GOALS =
**a.** Reproduce word for word the part of the account of how the Waistgold poem came to be that runs from "Imagine a mountaintop" down to "into the sea.".
**b.** Write the next part of the account of how the Waistgold poem came to be, picking up right after its last sentence.

TEXT EXTRACT =
^^^^^^^^

Voyage of the Waistgold: How a Performance Poem Came to Be

Voyage of the Waistgold: How A Performance Poem Came to Be

Imagine a mountaintop where a bejeweled sailing ship sits perched on wooden rails. It has been built up here, even though the sea is leagues away. Soon it will slide down those rails through moonlit forests until, at breakneck speed, it will splash into the sea.

“That would make an interesting story,” I thought to myself, living in Manhattan in my twenties. I’d jotted down the idea in my journal. “So who would build such a mystery ship?” I wondered. “And why so far from the sea? That doesn’t make sense.”

Later, in a dream state, I envisioned a pirate captain on a ship’s deck, swearing to kill a dark threat, a fell beast that waited for him in distant mists. The captain’s name came to me: Phineas Krull. He was an evil man. Then his ship’s name floated into my thoughts: The Waistgold.

^^^^^^^^

SOURCE EXCERPT =
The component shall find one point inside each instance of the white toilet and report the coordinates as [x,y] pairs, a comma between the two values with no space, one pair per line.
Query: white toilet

^^^^^^^^

RESULTS IN ORDER =
**a.**
Imagine a mountaintop where a bejeweled sailing ship sits perched on wooden rails. It has been built up here, even though the sea is leagues away. Soon it will slide down those rails through moonlit forests until, at breakneck speed, it will splash into the sea.

**b.**
I instantly understood that the ship on the mountaintop was The Waistgold.

 I now had a story with more questions than answers.

 ———-

Voyage of the Waistgold is now a 90-minute spoken word entertainment. I’ll be premiering it live at Grendel’s Den on Harvard Square this coming Sunday night, February 27th at 5 pm.

As outlandish yarns go, it’s pretty good. I hope to see you there!

The show is for adults only.

Here’s the introduction:

 

Storyteller Odds Bodkin

Voyage of the Waistgold: A World Premier

Sunday, February 27, 2022 at 5 pm EST.

Tickets and details here.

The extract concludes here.